Exercise set ->
A) In the legal passage, update the stretch from "The GAO’s decision" through "decision is made." by replacing "proactive" with "vigilant".
B) Summarize the passage on GAO protest decisions in three sentences.
══ Given text
Third, VS2 challenged the findings and conclusions reached in the GAO’s previous decision. Again, the GAO concluded that these arguments amount to an untimely request for reconsideration, stating that, “[t]o the extent that VS2 thought we failed to take adequate cognizance of any portion of the record in the earlier case, or to the extent that it thought our decision was in error, VS2 was required by our regulations to file a request for reconsideration raising these concerns no later than 10 days after receiving our earlier decision.” Because VS2 did not raise these concerns within 10 days, these allegations did not provide GAO with a basis to reconsider its earlier decision.

Finally, VS2 argued that the Army issued the task order to Vectrus without exercising any independent judgment, or performing any substantive evaluation or analysis, and instead simply followed the recommendation in the GAO’s earlier decision. VS2 focused on the language of the GAO’s recommendation that provided for issuing the task order to Vectrus “if otherwise proper,” and interpreted this to mean that the Army had to perform an entirely new evaluation before making a new award decision. The GAO considered VS2’s protest ground an untimely argument that it should modify its earlier recommendation.

The GAO explained that the Army’s upward adjustment to the capped costs in Vectrus’s proposal was improper because the proposed cap limited the government’s liability and shifted liability for that cost to the offeror. Without the upward cost adjustment, Vectrus was entitled to issuance of the task order under the terms of the RFP. Therefore, the GAO recommended that the Army issue the task order to Vectrus, rather than reevaluating proposals. The phrase “if otherwise proper,” was merely “intended to preserve the agency’s discretion to ensure that issuing the task order to Vectrus would be proper and adequately safeguard the agency’s interests.”

Because VS2 failed to timely request reconsideration of, or a modification to, GAO’s initial recommendation, its protest was dismissed.

Takeaway

The GAO’s decision in VS2, LLC demonstrates the need for intervenors to be proactive. If an intervenor thinks that the agency has not caught a material flaw in the protester’s own proposal, the intervenor needs to raise it during the initial protest rather than waiting to pounce only after corrective action is complete and a new award decision is made.

Once the GAO has issued a decision, parties have 10 days to file a request for reconsideration. If an intervenor believes there is a problem with the GAO’s recommendation, the intervenor needs to act fast, rather than sitting by and waiting, particularly when the recommended corrective action is as direct and clear as it was here.

Peraton, Inc.: “Should Have Known” Better

In a matter of first impression, the GAO clarified the deadline for protesting solicitation improprieties when an alleged flaw is discovered and no further proposal revisions are anticipated but the agency subsequently requests proposal revisions. Is the protest due by the next date that is eventually set for receipt of proposals, or is it due within 10 days (given that, at the time, no more proposal revisions are expected)? In Peraton, Inc., the GAO held that the 10-day rule governs.
════
══ Raw data
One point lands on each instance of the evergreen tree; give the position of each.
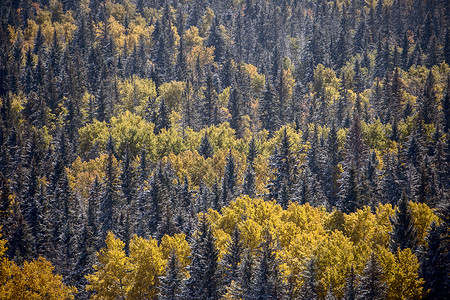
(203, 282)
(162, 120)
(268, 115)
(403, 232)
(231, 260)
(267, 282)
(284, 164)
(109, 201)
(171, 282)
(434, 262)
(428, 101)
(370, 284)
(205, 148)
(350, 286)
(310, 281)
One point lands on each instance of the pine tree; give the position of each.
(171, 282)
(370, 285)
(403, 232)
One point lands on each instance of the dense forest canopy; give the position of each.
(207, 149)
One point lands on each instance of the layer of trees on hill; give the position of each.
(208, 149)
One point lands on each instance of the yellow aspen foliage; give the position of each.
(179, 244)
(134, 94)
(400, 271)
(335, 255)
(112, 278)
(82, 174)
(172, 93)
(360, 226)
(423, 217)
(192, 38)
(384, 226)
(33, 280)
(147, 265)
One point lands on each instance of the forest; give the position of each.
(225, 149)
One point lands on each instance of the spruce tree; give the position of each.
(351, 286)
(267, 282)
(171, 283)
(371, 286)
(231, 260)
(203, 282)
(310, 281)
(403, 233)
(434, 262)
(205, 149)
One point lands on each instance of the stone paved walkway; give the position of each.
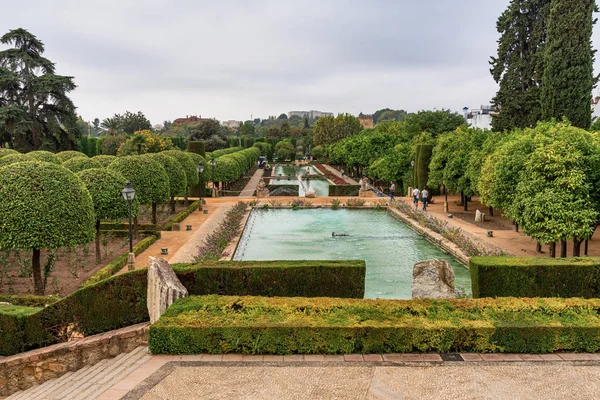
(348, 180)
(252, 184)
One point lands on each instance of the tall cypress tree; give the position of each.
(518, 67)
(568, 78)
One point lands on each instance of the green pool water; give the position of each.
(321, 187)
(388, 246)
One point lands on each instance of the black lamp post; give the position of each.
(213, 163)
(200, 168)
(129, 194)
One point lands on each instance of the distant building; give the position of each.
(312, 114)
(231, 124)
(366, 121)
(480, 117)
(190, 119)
════
══ Raw data
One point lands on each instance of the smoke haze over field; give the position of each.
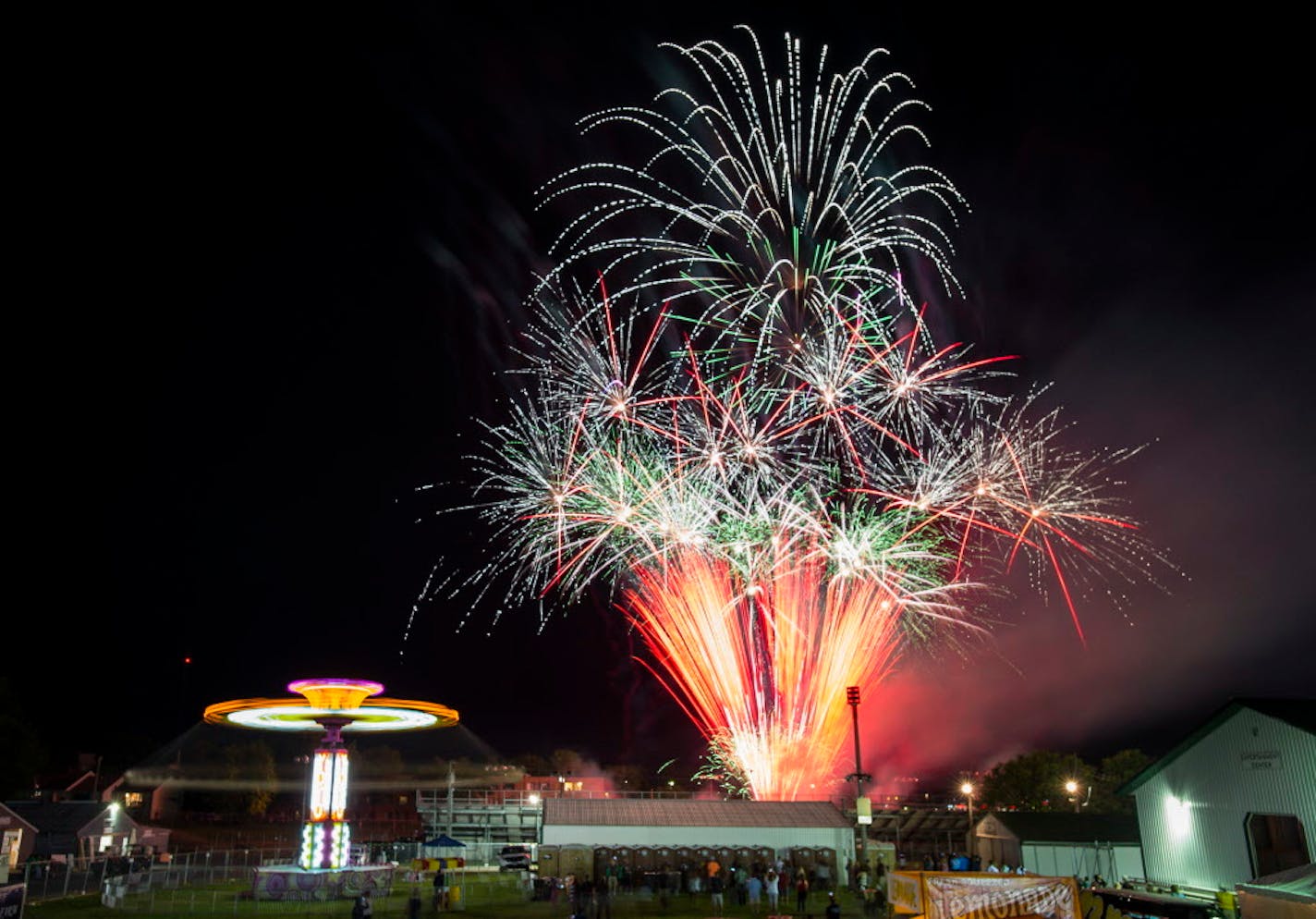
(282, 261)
════
══ Raw data
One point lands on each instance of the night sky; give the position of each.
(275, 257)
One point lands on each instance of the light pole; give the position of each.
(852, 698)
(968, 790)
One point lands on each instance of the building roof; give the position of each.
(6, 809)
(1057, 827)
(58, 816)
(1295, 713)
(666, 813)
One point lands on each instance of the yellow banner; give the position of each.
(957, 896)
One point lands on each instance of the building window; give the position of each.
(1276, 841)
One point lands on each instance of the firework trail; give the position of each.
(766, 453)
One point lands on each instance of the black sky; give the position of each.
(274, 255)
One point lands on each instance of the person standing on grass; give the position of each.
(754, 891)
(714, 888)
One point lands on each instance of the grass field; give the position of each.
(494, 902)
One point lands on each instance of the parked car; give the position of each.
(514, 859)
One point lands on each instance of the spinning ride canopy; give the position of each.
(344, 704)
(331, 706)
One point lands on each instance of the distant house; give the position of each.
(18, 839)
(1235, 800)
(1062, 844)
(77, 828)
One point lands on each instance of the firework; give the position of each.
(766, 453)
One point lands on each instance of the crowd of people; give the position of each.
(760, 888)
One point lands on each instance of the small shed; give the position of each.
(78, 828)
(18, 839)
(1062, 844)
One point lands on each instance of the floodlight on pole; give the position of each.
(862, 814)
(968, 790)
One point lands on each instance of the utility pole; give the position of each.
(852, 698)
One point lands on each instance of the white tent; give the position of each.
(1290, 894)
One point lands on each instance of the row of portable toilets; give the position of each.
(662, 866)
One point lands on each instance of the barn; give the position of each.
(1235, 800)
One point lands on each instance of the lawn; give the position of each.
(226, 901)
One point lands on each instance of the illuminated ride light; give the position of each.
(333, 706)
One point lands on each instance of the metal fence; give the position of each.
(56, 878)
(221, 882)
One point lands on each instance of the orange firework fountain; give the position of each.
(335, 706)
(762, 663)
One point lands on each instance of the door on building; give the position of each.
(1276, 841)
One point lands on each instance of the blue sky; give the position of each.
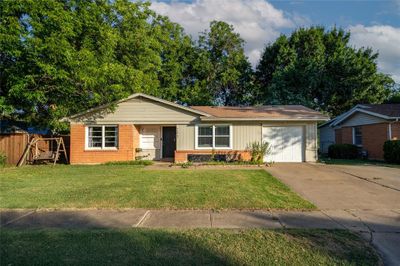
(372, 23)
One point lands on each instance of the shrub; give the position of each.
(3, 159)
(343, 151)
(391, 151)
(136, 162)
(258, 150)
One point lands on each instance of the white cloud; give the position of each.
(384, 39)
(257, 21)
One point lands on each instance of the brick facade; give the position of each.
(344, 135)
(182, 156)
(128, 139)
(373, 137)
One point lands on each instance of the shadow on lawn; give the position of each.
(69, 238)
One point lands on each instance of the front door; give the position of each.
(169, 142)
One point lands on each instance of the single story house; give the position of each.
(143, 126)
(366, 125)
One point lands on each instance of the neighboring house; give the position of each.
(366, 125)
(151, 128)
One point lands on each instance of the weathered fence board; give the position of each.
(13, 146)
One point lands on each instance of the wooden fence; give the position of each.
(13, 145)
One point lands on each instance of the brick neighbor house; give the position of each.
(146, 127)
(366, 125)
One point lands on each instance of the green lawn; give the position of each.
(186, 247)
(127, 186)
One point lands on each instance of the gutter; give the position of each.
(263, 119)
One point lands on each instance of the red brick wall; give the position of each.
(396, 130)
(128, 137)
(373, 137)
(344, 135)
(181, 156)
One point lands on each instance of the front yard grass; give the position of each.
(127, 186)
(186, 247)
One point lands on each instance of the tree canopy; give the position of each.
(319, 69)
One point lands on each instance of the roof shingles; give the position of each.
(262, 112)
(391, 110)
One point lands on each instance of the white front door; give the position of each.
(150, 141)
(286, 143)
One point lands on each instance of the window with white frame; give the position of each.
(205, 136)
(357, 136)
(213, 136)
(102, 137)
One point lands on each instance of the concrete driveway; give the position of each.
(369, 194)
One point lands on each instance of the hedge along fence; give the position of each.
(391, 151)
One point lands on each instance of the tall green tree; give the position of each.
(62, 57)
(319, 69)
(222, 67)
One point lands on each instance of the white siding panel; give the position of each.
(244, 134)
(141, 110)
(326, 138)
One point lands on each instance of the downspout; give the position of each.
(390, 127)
════
Response list ->
A)
The GAO’s decision in VS2, LLC demonstrates the need for intervenors to be vigilant. If an intervenor thinks that the agency has not caught a material flaw in the protester’s own proposal, the intervenor needs to raise it during the initial protest rather than waiting to pounce only after corrective action is complete and a new award decision is made.

B) The GAO dismissed VS2's protest, finding that its challenges to the earlier decision and to the Army's issuance of the task order to Vectrus were untimely requests for reconsideration or modification. Such requests had to be filed within 10 days of the earlier decision. In Peraton, Inc., the GAO held that the 10-day rule also governs protests of solicitation improprieties discovered when no further proposal revisions are expected, even if the agency later requests revisions.